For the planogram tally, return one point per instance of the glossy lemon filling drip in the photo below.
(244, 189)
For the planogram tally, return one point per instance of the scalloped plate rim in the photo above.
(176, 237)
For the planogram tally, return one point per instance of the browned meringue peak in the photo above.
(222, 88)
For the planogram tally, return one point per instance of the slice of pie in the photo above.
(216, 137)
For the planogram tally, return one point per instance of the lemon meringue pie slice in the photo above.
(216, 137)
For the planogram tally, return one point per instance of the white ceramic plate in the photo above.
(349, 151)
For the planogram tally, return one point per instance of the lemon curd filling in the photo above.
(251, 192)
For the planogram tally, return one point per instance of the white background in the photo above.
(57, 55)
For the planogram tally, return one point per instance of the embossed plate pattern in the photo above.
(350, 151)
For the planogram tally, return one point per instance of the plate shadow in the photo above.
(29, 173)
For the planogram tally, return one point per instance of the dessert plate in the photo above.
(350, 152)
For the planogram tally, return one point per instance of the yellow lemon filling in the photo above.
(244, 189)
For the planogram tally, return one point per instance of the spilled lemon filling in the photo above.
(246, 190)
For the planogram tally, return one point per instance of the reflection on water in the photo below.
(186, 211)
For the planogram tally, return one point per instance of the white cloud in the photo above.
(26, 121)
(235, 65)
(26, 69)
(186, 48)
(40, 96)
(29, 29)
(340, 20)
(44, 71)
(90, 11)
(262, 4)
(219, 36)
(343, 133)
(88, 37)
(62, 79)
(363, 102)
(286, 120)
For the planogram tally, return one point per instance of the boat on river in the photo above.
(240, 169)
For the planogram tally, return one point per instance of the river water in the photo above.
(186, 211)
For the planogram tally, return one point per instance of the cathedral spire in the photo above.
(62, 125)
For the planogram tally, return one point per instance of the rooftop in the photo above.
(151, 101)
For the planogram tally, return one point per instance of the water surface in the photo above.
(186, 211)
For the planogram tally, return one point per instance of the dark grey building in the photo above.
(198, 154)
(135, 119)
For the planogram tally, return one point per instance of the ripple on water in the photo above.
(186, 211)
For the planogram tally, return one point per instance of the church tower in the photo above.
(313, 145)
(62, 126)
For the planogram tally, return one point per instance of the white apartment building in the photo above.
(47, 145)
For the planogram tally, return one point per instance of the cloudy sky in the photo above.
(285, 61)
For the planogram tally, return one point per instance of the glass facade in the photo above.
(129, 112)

---+---

### [What the task asks]
Could you write out the lines of the material as a numbered list, starting at the line that contains "on water in the photo above." and ending at the last line of the material, with both of those lines included and any blank lines left out?

### [Full response]
1. For the planogram tally, return one point per instance of the ripple on water in the photo above.
2. (186, 211)
3. For the planogram tally, return one point per instance of the church tower in the photo above.
4. (313, 145)
5. (62, 126)
6. For the planogram tally, return one point per instance of the white apartment building in the photo above.
7. (47, 145)
8. For the planogram tally, return one point per instance of the cloudy sky in the photo above.
9. (285, 61)
10. For the planogram tally, return one point per instance of the glass facade in the photo above.
11. (129, 112)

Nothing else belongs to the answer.